▶ **Document passage**
┏━━
Many art lecturer jobs involve teaching college classes. In some cases, these positions may be held by tenure-track faculty who hold graduate degrees in art or art history. Such jobs generally involve a mixture of lecturing, academic publication, and artistic production. These positions are generally very competitive, as colleges and universities have gradually reduced the number of tenured faculty members on their payrolls.

A second tier of art lecturer jobs in the academic world are held by contingent faculty. These faculty members are not on a tenure track, either because they are unable to locate such positions or because they work primarily as artists, and lecture on the side. This type of position is very common at community colleges, and some art schools rely heavily on such lecturers as well, both because they are less expensive than traditional faculty and because they have strong connections to the artistic community.


Other art lecturer jobs are affiliated primarily with specific art museums or similar cultural institutions. Major art museums often offer lecture series for interested members of the public. In some cases, these series are presented by faculty members of associated universities, but in other cases museums make their own arrangements, and may have either dedicated lecturers on staff or employees who give lectures as part of their ordinary job duties. Famous art critics are often invited to participate in special lecture series as well.

Smaller community groups also provide some number of art lecturer jobs. Community centers often offer informal classes on subjects related to art. The lecturers who present such talks may be compensated, but it is not uncommon to find a volunteer lecturer leading presentations at smaller community centers.

Other art lecturers are employed to provide art education to specific target audiences. Some nations, for example, offer art education to some prison inmates. Such education is intended to be personally enriching and also to allow inmates to develop connections to society and better coping and management skills.
┗━━
▶ **Listing**
┏━━
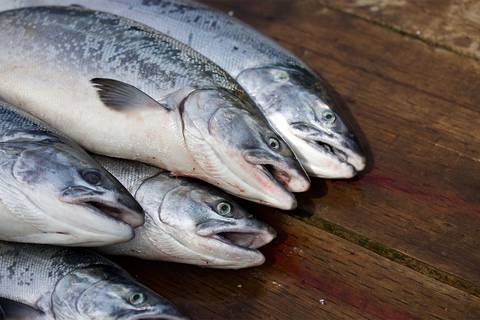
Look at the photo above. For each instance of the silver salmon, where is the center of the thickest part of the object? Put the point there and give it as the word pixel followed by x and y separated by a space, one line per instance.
pixel 187 221
pixel 122 89
pixel 297 102
pixel 54 283
pixel 53 192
┗━━
▶ **Your goal**
According to the passage on art lecturer jobs, why are tenure-track teaching positions very competitive?

▶ **Solution**
Colleges and universities have gradually reduced the number of tenured faculty members on their payrolls.